*** Supplied information

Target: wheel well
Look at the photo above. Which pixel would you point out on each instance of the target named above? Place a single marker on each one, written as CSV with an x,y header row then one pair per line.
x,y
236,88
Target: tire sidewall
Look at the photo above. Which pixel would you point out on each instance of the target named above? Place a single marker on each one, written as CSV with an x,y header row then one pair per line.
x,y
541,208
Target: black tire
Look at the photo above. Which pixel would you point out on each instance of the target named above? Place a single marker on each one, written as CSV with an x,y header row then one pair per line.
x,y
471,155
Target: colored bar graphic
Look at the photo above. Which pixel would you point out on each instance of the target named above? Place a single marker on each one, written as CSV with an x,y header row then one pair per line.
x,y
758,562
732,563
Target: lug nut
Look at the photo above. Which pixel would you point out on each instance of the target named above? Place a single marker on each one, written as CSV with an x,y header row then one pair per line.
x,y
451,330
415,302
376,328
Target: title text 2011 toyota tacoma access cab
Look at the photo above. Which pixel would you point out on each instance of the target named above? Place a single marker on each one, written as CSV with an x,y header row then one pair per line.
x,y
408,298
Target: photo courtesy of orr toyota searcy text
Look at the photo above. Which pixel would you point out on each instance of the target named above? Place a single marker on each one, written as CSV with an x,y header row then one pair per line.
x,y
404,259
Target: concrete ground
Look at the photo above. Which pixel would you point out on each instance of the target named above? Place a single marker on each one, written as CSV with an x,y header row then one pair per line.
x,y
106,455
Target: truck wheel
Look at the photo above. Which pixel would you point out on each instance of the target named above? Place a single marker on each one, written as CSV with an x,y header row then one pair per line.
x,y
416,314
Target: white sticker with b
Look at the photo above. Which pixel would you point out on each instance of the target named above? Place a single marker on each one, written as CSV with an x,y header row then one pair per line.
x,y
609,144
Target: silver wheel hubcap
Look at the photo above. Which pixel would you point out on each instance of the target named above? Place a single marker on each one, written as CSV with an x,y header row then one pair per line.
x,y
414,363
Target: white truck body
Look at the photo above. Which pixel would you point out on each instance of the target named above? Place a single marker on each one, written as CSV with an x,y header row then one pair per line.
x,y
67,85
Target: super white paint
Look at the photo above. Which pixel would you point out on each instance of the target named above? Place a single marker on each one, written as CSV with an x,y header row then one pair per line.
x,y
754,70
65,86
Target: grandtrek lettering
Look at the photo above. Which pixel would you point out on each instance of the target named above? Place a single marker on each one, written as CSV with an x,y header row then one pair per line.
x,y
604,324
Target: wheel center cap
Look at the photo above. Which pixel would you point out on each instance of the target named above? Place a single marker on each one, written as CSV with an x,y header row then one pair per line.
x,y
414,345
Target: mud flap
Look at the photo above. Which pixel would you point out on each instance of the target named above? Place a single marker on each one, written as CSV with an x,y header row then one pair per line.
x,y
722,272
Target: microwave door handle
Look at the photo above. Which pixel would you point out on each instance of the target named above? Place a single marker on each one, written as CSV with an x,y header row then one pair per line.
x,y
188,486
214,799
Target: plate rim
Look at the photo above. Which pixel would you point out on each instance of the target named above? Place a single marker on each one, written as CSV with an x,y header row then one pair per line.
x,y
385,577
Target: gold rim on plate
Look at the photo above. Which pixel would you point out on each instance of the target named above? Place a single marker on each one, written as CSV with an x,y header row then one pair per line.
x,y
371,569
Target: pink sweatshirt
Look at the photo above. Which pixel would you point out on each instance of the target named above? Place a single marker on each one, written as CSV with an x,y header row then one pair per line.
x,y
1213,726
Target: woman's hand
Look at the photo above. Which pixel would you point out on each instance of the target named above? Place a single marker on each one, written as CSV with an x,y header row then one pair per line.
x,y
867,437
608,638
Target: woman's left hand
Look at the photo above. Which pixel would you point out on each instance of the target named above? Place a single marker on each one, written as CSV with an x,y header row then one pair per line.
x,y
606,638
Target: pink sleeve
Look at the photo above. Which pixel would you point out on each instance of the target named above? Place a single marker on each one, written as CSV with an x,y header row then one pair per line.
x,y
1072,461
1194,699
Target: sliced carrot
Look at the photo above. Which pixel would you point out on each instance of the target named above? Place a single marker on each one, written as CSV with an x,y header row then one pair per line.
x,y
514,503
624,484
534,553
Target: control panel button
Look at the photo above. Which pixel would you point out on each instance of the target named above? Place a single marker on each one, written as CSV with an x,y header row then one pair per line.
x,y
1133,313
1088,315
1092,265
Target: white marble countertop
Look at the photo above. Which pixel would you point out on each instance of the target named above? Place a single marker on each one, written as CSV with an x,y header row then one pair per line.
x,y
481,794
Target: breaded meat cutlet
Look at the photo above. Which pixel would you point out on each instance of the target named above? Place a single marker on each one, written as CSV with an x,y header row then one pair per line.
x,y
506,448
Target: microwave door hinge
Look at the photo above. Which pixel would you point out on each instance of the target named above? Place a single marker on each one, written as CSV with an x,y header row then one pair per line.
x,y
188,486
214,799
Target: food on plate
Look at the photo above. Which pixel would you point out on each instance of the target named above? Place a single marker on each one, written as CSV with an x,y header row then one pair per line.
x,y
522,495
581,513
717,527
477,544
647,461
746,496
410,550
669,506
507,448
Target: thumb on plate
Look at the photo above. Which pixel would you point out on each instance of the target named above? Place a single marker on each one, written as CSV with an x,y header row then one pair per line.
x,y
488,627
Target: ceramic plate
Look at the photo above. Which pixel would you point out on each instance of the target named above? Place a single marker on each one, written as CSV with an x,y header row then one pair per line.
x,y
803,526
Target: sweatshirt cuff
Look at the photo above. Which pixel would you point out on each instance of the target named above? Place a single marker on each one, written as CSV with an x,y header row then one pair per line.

******

With no words changed, transcribe the records above.

> **Worked solution**:
Target: wheel well
Look at the photo above. Which pixel would you point out on each instance of the target named above? Place a single marker on each one, written as CSV with an x,y header row then one pair per line.
x,y
236,88
Target: tire sidewall
Look at the photo above. Which pixel would you point out on each instance of the target named above? Place a single marker on each one, written as CSV with an x,y header row then one pair per line.
x,y
541,208
Target: black tire
Look at the photo above. Which pixel would you point out on each instance of the target named above? Place a single marker on each one, written as CSV with an x,y header row then one pair per line.
x,y
471,155
Target: colored bar graphic
Look at the photo above. Which pixel would you point out on each instance of the target named above? Place a single marker on each one, written as CSV with an x,y header row then one pair per line.
x,y
758,562
732,563
Target: lug nut
Look at the photo above. Which pixel would you point out on each instance of the target named above? Place a single marker on each one, written as CSV with an x,y header row then one pair per line.
x,y
451,330
415,302
376,328
Target: title text 2011 toyota tacoma access cab
Look at the photo above. Which pixel would you point out on each instance of the target named above? Place a single marker on each one, written as CSV with an x,y header row then one pair per line.
x,y
408,298
Target: photo courtesy of orr toyota searcy text
Look at the photo above. Which pixel would you point out on each instance of the target named above? Place a single marker on each one, written as CSV with an x,y header row then one pair per line.
x,y
404,259
Target: concrete ground
Look at the photo above. Which pixel would you point out on each instance of the target named above? Place a single marker on each one, written as CSV with an x,y header row then one pair per line.
x,y
106,455
Target: truck wheel
Look at the photo above. Which pixel would you point out on each instance of the target named above? Place a single marker on each one, written as CSV with an x,y header row then one pair per line.
x,y
416,314
Target: white sticker with b
Look at the photo above. Which pixel would you point out on each instance of the target named above? Place a single marker on each one, written as CSV with an x,y header row then one pair per line.
x,y
609,144
Target: silver wheel hubcap
Look at the photo above. Which pixel would you point out on each instance of the target named above? Place a single marker on each one, written as CSV with an x,y header row then one pair per line.
x,y
414,363
Target: white truck body
Look at the photo above. Which pixel would you point out on each instance of the target named above? Place a single marker on each one, written as CSV with an x,y header row then one pair per line.
x,y
67,85
Target: super white paint
Look at the photo above. Which pixel would you point out on each instance of the target named above? Place a single marker on each one, written as CSV with an x,y header row then one pair per line.
x,y
754,70
65,86
Target: grandtrek lettering
Look at the photo above. Which pixel would you point out on each instance of the target named above? Place a single marker on each one, written as CSV with an x,y header row then one pair per line.
x,y
604,324
Target: wheel center cap
Look at the photo above. Which pixel would you point out on each instance of the target named above? Place a single marker on each one, written as CSV with an x,y header row then one pair per line.
x,y
414,345
Target: mud flap
Look at the photo above. Which pixel would you point out on each instance of the target named above? Place a single marker on each one, written as CSV with an x,y header row then one pair per line.
x,y
722,272
Target: microwave door handle
Look at the photo above. Which pixel would you point out on each instance of the target named above? Place a single marker on each one, written as CSV with an x,y header row then one pair per line.
x,y
188,486
214,799
Target: plate rim
Look at the photo above. Which pixel would you point out on each instance of the target named above? Place a single marker on each one, written as CSV with an x,y header row then one pair per line.
x,y
385,577
Target: gold rim on plate
Look at the photo above. Which pixel would you point out on each instance of the target named above? Place a single marker on each one, written as CSV with an x,y header row then one pair per line.
x,y
371,569
Target: pink sweatshirt
Look at the photo above. Which pixel would you point out on each instance of the target named above? Place a single marker on each one, written as CSV with an x,y header row then one pair per line.
x,y
1213,726
Target: woman's hand
Look at the photo above. Which pixel would you point out on each instance of the target named above? Place a single marker on each one, written as CSV with an x,y header row then one pair per line.
x,y
867,437
608,638
Target: woman's left hand
Look at the photo above. Which pixel would you point out on each instance of the target named above? Place a single marker on each one, written as CSV with an x,y header row then one pair per line.
x,y
606,638
Target: pink sleeve
Look at the photo above. Which pixel would you point out on each instance of the target named above? Place a single marker on each one, written as CSV with an x,y header row then one pair per line.
x,y
1072,461
1194,699
Target: sliced carrot
Look at the photo above. Which pixel would you point out on each instance of the target named above? Place a single marker on each one, written as CSV with an x,y header row then one pair per line.
x,y
514,503
624,484
534,553
Target: control panel button
Look at the photo above. Which pixel would you point out on each instance of the target named above? Place a single marker on each one, written as CSV with an x,y header row then one pair per line.
x,y
1133,313
1088,315
1092,265
Target: white marble countertop
Look at the photo above. Which pixel would you point out on each instance of the target named above? Place a single marker on each one, written as CSV with an x,y header row then one pair per line.
x,y
481,794
Target: breaded meat cutlet
Look at the photo above. Which pixel would you point out on each instance of the target named above? Place a single marker on each one, written as CSV with an x,y header row then one pair per line.
x,y
506,448
Target: microwave door hinge
Look at the photo above. Which pixel would you point out on each instance of the target named above? Place a single marker on each one, written as CSV with an x,y header row then one pair per line.
x,y
188,486
214,799
Target: food on plate
Look at the photo above. Which pixel would you point out on each instance of the target named above? Place a single marker on each one, written as CSV with an x,y header row then one pair per line.
x,y
522,495
581,513
717,527
477,544
647,461
746,496
410,550
669,506
507,448
Target: thumb on plate
Look at the photo above. Which pixel would you point out on each instance of the target named above? Place a single marker on each one, written as CSV with an x,y header row then one pair per line.
x,y
488,627
Target: ceramic plate
Look at the photo above. Which pixel would you point out on each instance of the target named above? Place a single marker on each one, written as CSV with an x,y header row then one pair per line.
x,y
803,526
Target: sweatshirt cuff
Look at the photo above. Which pixel would you point out on each instance of the target named above? Place a single marker on each one, written as CSV with an x,y header row then one pair per line.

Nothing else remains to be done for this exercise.